§ **EXERCISE INSTRUCTIONS**
Can you output every one of the records below word for word, line by line?

§ **DATA SECTION**
==================================================
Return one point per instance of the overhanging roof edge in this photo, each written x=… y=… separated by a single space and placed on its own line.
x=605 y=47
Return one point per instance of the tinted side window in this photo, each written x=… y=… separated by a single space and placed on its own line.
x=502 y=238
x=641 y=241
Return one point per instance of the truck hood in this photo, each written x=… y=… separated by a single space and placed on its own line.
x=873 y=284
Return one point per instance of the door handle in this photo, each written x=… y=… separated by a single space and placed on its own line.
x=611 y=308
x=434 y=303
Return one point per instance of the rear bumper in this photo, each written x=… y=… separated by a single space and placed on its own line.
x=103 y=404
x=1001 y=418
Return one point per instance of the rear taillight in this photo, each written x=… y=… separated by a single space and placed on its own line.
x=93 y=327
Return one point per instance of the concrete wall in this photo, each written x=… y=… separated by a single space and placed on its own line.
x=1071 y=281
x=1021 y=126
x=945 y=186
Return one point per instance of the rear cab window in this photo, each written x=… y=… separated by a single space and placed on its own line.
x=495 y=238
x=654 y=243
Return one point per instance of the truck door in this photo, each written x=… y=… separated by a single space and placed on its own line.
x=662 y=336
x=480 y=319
==================================================
§ **TASK RESULT**
Return one point per instance of the overhanging roof edge in this photo, each written x=… y=… separated by a single space and placed on its own line.
x=605 y=47
Return one point per instance of the tinted side window in this photo, each written x=… y=… separated by a single space and placed on its own line.
x=502 y=238
x=641 y=241
Return one point per instance of the truck hood in this photo, each written x=… y=… separated by a single space and placed on its own line.
x=873 y=284
Return one point per instance of the door handle in this photo, each written x=… y=… separated by a single space and placed on its own line.
x=611 y=308
x=434 y=303
Return one point per instance of the rear bumper in this photo, each written x=… y=… separated by a single space and placed on its own line.
x=103 y=404
x=1001 y=418
Return one point per instance of the rear taillight in this photo, each written x=… y=… separated by a single space and placed on its own line.
x=93 y=327
Return one point per instance of the concrete wall in this photo, each written x=… y=… separated by a single space and placed on its own line.
x=1071 y=281
x=1021 y=126
x=945 y=186
Return one point per instance of the rear cab window in this photo, each written x=… y=… separated by a single space and placed on its own line.
x=495 y=238
x=654 y=243
Return one point per instance of the truck door in this photo, each written x=… y=… separated by a single space and placed on its own line.
x=662 y=336
x=480 y=319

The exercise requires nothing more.